Please restate each entry word for word.

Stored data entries
-------

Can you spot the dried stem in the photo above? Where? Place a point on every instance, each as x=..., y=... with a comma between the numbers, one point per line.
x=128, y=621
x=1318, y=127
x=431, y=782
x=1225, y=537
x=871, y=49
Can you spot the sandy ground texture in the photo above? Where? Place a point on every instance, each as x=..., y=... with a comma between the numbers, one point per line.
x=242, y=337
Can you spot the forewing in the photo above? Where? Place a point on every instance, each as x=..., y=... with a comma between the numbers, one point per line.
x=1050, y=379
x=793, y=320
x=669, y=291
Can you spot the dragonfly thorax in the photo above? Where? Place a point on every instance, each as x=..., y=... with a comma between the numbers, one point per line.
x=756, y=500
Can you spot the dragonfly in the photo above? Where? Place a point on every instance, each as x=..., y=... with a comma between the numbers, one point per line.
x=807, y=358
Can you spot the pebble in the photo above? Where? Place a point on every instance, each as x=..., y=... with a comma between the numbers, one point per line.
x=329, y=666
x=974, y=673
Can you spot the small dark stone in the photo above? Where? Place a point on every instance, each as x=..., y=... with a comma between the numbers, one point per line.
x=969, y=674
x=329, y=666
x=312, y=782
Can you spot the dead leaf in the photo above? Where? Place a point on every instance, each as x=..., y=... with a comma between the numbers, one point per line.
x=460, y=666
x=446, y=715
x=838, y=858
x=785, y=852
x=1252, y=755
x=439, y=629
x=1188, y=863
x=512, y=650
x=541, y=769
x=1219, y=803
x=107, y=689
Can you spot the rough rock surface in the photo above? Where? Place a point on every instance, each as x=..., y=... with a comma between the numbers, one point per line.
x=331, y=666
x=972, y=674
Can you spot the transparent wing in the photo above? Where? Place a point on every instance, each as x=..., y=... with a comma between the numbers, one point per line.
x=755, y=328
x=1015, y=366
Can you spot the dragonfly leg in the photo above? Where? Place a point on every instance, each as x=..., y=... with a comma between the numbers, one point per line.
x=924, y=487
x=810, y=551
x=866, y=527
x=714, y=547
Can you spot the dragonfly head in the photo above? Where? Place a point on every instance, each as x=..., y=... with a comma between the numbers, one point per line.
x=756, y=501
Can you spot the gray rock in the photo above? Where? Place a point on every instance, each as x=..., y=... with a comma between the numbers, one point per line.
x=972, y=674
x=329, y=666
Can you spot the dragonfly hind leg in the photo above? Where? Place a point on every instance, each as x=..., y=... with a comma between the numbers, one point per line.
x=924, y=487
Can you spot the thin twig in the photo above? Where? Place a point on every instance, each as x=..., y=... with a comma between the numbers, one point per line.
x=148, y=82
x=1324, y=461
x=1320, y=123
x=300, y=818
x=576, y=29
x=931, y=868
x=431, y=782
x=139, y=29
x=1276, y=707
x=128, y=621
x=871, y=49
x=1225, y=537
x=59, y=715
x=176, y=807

-------

Task result
Can you spot the dried stem in the photo above? Where? Place a point on every instance, each as x=..., y=... with a comma between the numbers, one point per line.
x=128, y=621
x=1318, y=127
x=431, y=782
x=1225, y=537
x=871, y=49
Can you spot the sandy ground texture in the photo above? Where? Place a point on every instance, each as x=..., y=... with a comma between the numbers, one point per line.
x=242, y=337
Can you spot the forewing in the photo above? Where? Place a point on every instance, each as x=..., y=... with a comma between the numbers, one point per line.
x=1050, y=379
x=793, y=320
x=669, y=291
Can you spot the dragonfly thorax in the photo above? Where? Place a point on every instance, each as x=..., y=... with a comma between the numbers, one point per line.
x=756, y=500
Can you spot the dragonfly in the photo above? Where? Place a point on every instance, each as x=..., y=... with a comma between the numbers, one point per line.
x=807, y=358
Can you spot the pebble in the photo above? Where? Place a point on every instance, each as x=..., y=... with a comma between the numbers, one point per line.
x=329, y=666
x=974, y=673
Can you spot the small dark stone in the photo above? Where? Place a point on every instance, each as x=..., y=... with a comma between the numbers, one point per line.
x=969, y=674
x=329, y=666
x=312, y=782
Can you spot the dead leaf in the photo above? Where? Place a point on every instance, each as x=..., y=... with a comma between the numbers, one point per line.
x=460, y=666
x=446, y=715
x=838, y=858
x=785, y=852
x=1252, y=755
x=439, y=629
x=1188, y=863
x=512, y=650
x=541, y=769
x=1219, y=803
x=107, y=689
Can you spot the rough rock surface in the photo above? Where? Place a point on every instance, each as x=..., y=... with a comma between the numbers, one point per line.
x=331, y=666
x=972, y=674
Can you spot the transparent wing in the photo above? Where? Place a point on every instance, each as x=..., y=... with a comma between the numbers, one point per line.
x=755, y=328
x=1015, y=366
Can you spot the dragonfly leg in the photo above? Where? Place a point on every instance, each as x=..., y=... with a comma between the numbers, one point per line.
x=924, y=487
x=810, y=551
x=866, y=527
x=714, y=547
Can you spot the dragonfly head in the photo above? Where? Place a point on every instance, each as x=..., y=... with a comma between the numbers, one point per line.
x=756, y=501
Can you spot the gray rock in the photo above? Where? Place a point on every instance, each as x=..., y=... with a comma between the numbers, one point per line.
x=972, y=674
x=329, y=666
Can you spot the dragonfly hind leg in the photo above? Where? Place a point on every instance, each as x=..., y=... with a comma between the numbers, one point per line.
x=924, y=487
Can you spot the thin twig in the photo above? Where? Place a point on every instance, each as x=..., y=... with a comma between the numbers, one point per line.
x=148, y=82
x=1324, y=461
x=1320, y=123
x=300, y=818
x=576, y=29
x=931, y=868
x=431, y=782
x=139, y=29
x=1276, y=707
x=128, y=621
x=871, y=49
x=1225, y=537
x=59, y=715
x=176, y=807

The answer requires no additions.